> **Data to process**

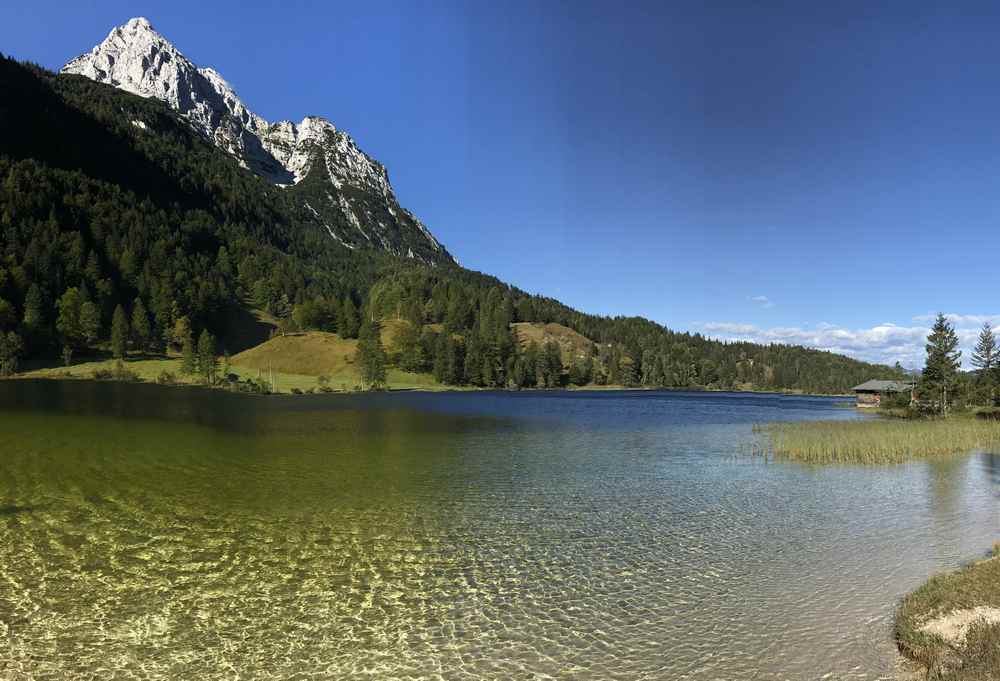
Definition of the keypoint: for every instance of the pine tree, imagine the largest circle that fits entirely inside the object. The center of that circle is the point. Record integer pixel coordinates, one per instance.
(411, 352)
(34, 316)
(348, 324)
(90, 322)
(141, 329)
(119, 333)
(370, 356)
(941, 366)
(68, 321)
(11, 348)
(984, 356)
(189, 361)
(207, 364)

> **Request**
Write out every item above again, keeping its wording, with 100 added to both the x and y pixel coordinates of each answer point. Leave the pictures out.

> **Solution for this task**
Definition of the keypoint: for every instance of the pine tree, imagine the largest circle that fits entirely inside the object. The center of that circle is the point. Record integer pixel coordinates, one per instance.
(511, 452)
(134, 416)
(448, 424)
(190, 422)
(241, 429)
(219, 433)
(470, 456)
(1041, 466)
(168, 421)
(111, 448)
(1084, 456)
(289, 461)
(307, 464)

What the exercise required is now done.